- [DIRECTION]:
Return exactly the span of lines that opens with the line containing "Mark a dot on each instance of the swimmer" and closes with the last line of the data, inclusive.

- [SUPPLIED RECORDS]:
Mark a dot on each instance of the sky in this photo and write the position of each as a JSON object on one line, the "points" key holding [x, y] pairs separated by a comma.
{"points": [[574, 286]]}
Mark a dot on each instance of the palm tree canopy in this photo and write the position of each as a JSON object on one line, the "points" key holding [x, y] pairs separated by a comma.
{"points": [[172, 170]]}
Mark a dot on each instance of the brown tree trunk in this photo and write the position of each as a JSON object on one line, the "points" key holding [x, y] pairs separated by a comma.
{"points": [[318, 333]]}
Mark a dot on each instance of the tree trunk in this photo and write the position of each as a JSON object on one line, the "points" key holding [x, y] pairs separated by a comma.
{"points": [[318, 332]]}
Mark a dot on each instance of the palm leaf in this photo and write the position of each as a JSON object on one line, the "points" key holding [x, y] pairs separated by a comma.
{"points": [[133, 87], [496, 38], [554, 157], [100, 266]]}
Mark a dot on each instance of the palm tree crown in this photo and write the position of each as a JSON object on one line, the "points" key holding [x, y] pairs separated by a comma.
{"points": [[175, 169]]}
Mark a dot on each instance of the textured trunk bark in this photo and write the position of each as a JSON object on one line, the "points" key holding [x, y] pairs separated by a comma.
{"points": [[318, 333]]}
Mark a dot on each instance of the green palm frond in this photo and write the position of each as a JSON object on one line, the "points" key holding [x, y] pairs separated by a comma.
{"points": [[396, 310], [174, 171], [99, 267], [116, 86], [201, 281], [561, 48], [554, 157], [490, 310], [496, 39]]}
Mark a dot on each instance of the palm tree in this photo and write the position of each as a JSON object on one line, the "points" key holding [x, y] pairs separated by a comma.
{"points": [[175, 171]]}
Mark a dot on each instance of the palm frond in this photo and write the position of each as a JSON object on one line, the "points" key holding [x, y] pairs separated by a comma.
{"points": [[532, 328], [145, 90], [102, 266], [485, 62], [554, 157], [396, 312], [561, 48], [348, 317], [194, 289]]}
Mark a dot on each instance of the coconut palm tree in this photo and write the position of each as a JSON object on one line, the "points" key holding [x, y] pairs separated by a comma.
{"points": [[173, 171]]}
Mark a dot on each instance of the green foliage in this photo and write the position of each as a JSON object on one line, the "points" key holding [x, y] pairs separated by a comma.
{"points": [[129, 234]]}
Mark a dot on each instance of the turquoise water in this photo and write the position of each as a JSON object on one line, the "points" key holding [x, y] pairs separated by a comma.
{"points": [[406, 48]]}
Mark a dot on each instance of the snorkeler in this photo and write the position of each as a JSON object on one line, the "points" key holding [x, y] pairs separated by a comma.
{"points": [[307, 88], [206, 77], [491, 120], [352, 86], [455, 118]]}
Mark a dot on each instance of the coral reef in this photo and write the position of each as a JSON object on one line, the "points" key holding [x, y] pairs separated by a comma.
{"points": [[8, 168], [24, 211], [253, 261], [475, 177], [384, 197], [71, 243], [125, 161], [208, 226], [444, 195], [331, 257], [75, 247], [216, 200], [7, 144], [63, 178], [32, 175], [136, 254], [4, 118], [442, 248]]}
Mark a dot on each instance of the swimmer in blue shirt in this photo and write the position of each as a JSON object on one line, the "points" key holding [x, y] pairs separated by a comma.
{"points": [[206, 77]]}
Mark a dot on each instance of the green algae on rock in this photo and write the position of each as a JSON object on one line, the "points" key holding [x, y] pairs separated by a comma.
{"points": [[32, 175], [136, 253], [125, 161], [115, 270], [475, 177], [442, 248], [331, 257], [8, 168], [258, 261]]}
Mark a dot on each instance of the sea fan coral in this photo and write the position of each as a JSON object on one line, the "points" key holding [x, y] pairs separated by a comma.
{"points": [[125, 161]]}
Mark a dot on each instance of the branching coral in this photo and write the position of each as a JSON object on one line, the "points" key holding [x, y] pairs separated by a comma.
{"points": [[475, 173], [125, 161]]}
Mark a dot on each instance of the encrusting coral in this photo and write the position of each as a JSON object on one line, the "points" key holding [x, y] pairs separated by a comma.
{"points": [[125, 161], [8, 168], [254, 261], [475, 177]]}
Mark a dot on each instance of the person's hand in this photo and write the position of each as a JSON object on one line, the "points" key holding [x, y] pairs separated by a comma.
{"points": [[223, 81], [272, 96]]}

- [FINISHED TASK]:
Mark a dot on each instance of the swimmer in blue shirt in this photo and write the position of each as a JSON object on one line, the "points" key holding [x, y] pairs separated by a comma.
{"points": [[206, 77]]}
Mark a dot on each instance of the green algae on rock in this photo and write the position of each as a JSON object on one line, the "points" key holding [x, y] pairs separated by a comma.
{"points": [[32, 175], [136, 253], [125, 161], [115, 270], [475, 177], [442, 248], [331, 257], [8, 168], [258, 261]]}
Mark a dot on each instance of the sea fan coral in this photo and write the position of each as a JSON object on one line, the "points" key holding [x, y] pairs separated by a comma.
{"points": [[125, 161]]}
Mark a dot on each instance of the branching coral in this photo and write the position of each as a JSON object on one line, the "points" key holding [x, y] pairs separated by a comma.
{"points": [[475, 173], [125, 161]]}
Mark a dot on each instance of the encrusting coral in this photo and write the position of each as a JSON object on one line, the "points" key holding [x, y] pairs separated by a comma.
{"points": [[125, 161], [8, 168], [254, 261], [475, 177]]}
Mark a dot on each instance of the person's hand in this photo and write the position of each as a JSON object on one line, the "points" key holding [x, y] pairs separated by a comma.
{"points": [[223, 81], [272, 96]]}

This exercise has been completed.